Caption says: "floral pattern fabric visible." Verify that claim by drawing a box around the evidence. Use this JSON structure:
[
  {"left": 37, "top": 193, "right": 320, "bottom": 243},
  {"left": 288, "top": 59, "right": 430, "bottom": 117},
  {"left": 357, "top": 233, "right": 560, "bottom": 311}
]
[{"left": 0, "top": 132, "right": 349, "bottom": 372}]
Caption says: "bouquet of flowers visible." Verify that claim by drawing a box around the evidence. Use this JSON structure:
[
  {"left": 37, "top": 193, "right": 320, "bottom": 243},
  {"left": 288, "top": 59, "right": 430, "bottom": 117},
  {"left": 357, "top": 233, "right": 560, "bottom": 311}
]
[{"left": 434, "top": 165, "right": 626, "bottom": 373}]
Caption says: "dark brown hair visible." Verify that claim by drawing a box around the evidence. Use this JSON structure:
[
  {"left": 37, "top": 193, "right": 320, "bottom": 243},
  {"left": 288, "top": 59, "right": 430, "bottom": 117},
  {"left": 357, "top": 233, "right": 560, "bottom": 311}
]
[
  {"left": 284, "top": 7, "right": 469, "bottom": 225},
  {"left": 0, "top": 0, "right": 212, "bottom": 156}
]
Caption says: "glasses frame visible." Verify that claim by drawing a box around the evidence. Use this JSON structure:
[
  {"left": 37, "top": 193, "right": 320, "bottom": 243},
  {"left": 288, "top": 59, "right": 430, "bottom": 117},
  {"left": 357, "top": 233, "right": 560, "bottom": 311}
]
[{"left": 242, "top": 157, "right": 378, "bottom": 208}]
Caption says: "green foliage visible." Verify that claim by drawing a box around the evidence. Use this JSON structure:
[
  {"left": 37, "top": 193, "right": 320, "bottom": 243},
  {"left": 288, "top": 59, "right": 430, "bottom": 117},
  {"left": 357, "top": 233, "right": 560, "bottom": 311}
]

************

→ **Given instruction**:
Reproduce every one of the records above word for word, leaving each character unchanged.

→ **Expected answer**:
Caption says: "floral pattern fabric visible." Verify that claim by drawing a box around the evidence. Use this JSON structure:
[
  {"left": 37, "top": 193, "right": 320, "bottom": 243},
  {"left": 288, "top": 59, "right": 430, "bottom": 117},
  {"left": 357, "top": 233, "right": 560, "bottom": 311}
]
[{"left": 0, "top": 132, "right": 349, "bottom": 372}]
Caption says: "bouquet of flowers visible." Verify that claim by drawing a box around the evidence. Use this JSON structure:
[
  {"left": 37, "top": 193, "right": 320, "bottom": 243},
  {"left": 288, "top": 59, "right": 430, "bottom": 117},
  {"left": 357, "top": 233, "right": 560, "bottom": 311}
]
[{"left": 434, "top": 165, "right": 626, "bottom": 373}]
Caption says: "dark brown hair visible." Verify that claim by drawing a box around the evidence. Use this JSON structure:
[
  {"left": 37, "top": 193, "right": 320, "bottom": 243},
  {"left": 288, "top": 59, "right": 430, "bottom": 117},
  {"left": 357, "top": 233, "right": 560, "bottom": 311}
]
[
  {"left": 284, "top": 7, "right": 469, "bottom": 225},
  {"left": 0, "top": 0, "right": 212, "bottom": 156}
]
Caption says: "glasses frame visible." Verify that claim by drawing a box around the evidence. Use this JSON structure:
[
  {"left": 37, "top": 193, "right": 320, "bottom": 243},
  {"left": 288, "top": 59, "right": 430, "bottom": 117},
  {"left": 357, "top": 233, "right": 560, "bottom": 311}
]
[{"left": 242, "top": 157, "right": 378, "bottom": 208}]
Caption says: "green foliage visible." Verify that claim by drawing a box around the evidence. Use this JSON structure:
[
  {"left": 37, "top": 193, "right": 320, "bottom": 243},
  {"left": 288, "top": 59, "right": 430, "bottom": 117},
  {"left": 357, "top": 233, "right": 560, "bottom": 311}
]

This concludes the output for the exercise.